# [INFORMATION GIVEN]
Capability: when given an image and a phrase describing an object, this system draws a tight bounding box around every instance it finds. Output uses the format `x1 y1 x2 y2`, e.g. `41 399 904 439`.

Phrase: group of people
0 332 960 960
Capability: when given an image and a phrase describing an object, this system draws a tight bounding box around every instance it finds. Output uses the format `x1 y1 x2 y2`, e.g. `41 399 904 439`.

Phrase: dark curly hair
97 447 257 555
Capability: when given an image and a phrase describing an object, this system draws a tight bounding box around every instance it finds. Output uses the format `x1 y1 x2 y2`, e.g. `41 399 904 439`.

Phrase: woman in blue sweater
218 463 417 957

--

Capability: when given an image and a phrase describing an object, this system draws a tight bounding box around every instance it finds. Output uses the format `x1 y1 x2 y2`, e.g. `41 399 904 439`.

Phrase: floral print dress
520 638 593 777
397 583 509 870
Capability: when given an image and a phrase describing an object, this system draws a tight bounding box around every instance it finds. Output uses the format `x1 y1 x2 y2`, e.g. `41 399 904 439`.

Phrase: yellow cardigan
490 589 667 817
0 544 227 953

...

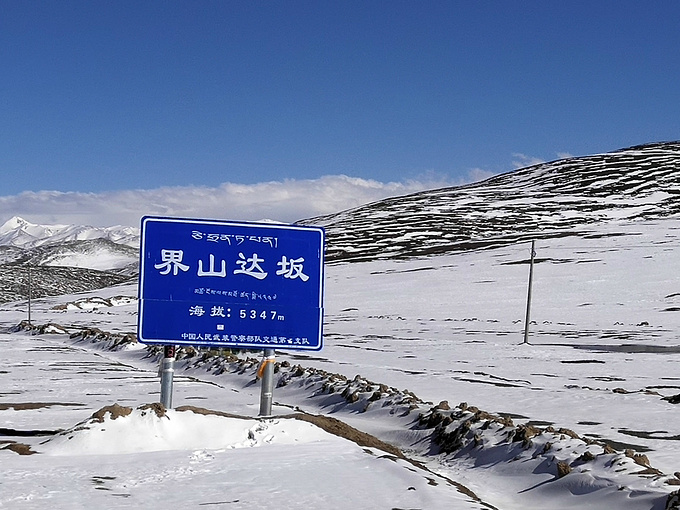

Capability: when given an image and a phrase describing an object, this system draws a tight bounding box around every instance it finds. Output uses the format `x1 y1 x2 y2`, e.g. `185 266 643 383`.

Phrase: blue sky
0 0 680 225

# [GIVEN PROBLEM]
Count the lines in the records above that contain the string "blue". Case counts. Reply with the number alone.

# [FULL OUTPUT]
2